Write the line that includes "Target: gray cat" and all subsequent lines, exactly as written, and nothing more.
━━━━━━━━━━
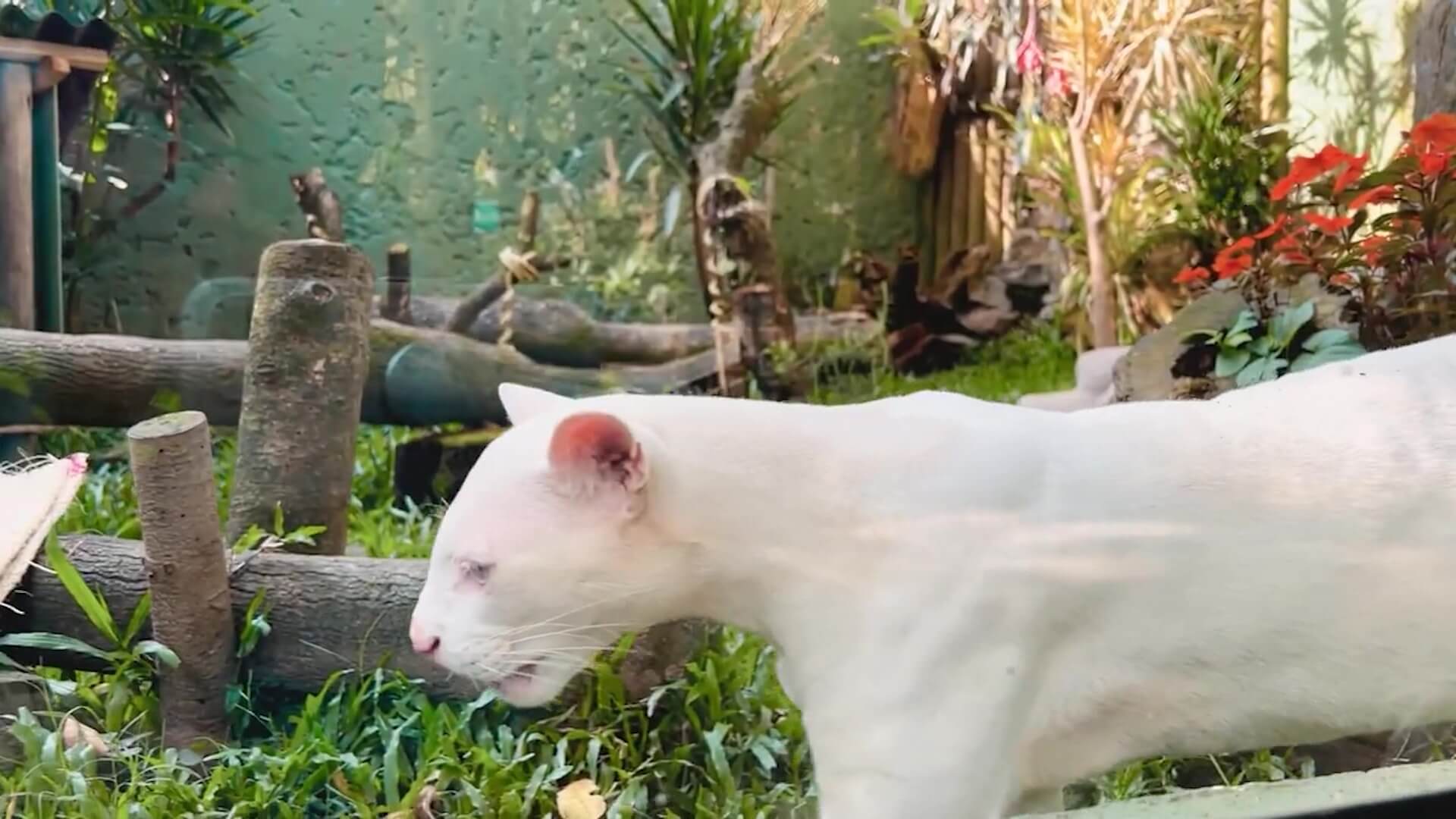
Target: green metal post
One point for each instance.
(46, 183)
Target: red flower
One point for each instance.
(1030, 55)
(1308, 168)
(1190, 275)
(1235, 259)
(1057, 82)
(1279, 224)
(1436, 133)
(1329, 223)
(1378, 194)
(1433, 162)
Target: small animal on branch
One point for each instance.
(321, 206)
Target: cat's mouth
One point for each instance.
(520, 678)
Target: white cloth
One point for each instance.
(33, 497)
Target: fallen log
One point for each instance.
(560, 333)
(324, 615)
(117, 381)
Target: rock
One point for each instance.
(1145, 373)
(1329, 308)
(1152, 371)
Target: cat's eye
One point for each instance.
(476, 572)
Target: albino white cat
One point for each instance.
(977, 604)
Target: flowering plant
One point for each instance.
(1397, 265)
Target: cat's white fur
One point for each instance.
(977, 604)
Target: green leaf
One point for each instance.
(88, 601)
(139, 618)
(1327, 354)
(1204, 334)
(1258, 371)
(1331, 337)
(1231, 362)
(47, 642)
(1286, 324)
(1244, 322)
(162, 653)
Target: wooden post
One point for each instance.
(17, 216)
(962, 197)
(1273, 60)
(976, 210)
(397, 286)
(755, 305)
(308, 357)
(992, 137)
(50, 297)
(187, 572)
(1433, 58)
(944, 196)
(17, 232)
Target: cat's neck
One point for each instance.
(761, 506)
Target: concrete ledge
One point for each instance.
(1272, 800)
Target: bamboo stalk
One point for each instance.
(992, 190)
(944, 190)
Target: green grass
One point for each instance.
(724, 741)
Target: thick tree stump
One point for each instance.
(187, 572)
(308, 359)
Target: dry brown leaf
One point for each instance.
(424, 802)
(76, 732)
(580, 800)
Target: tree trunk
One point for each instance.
(398, 286)
(1273, 42)
(308, 359)
(1433, 58)
(17, 235)
(705, 265)
(325, 615)
(17, 229)
(560, 333)
(1103, 302)
(117, 381)
(187, 573)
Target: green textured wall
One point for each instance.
(419, 110)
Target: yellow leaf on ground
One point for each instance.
(74, 732)
(580, 800)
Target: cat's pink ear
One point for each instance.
(599, 449)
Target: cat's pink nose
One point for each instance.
(422, 640)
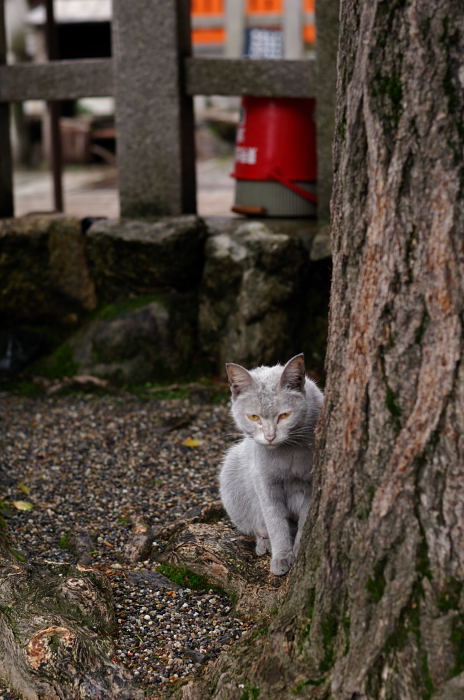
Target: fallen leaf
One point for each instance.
(191, 442)
(22, 505)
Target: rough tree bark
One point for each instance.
(375, 605)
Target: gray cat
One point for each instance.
(265, 480)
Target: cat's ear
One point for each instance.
(293, 376)
(239, 378)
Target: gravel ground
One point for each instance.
(88, 465)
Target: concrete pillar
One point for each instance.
(154, 117)
(235, 28)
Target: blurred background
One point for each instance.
(254, 29)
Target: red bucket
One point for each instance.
(275, 157)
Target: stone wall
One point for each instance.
(137, 301)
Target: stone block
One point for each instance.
(43, 270)
(252, 292)
(145, 342)
(130, 257)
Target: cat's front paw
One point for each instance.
(263, 545)
(281, 563)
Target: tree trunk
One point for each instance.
(375, 606)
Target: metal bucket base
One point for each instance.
(268, 198)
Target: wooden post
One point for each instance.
━━━━━━━━━━
### SOLVED PROBLEM
Target: gray cat
One point for each instance.
(265, 480)
Target: cat's ear
One point for each instance.
(293, 376)
(239, 378)
Target: gravel ground
One point for each instance.
(88, 465)
Target: concrete pillar
One point for each instance.
(154, 117)
(235, 28)
Target: blurred background
One point for each instance.
(254, 29)
Target: red bucket
One point for each instance.
(275, 157)
Target: stone wall
One point for each instance.
(137, 301)
Target: stone block
One point for each instance.
(43, 270)
(252, 292)
(145, 342)
(130, 257)
Target: cat's front paw
One point for each instance.
(263, 545)
(281, 563)
Target: tree trunk
One point for each instance.
(375, 606)
Target: metal bucket base
One point for each instance.
(268, 198)
Target: wooden post
One point for each instance.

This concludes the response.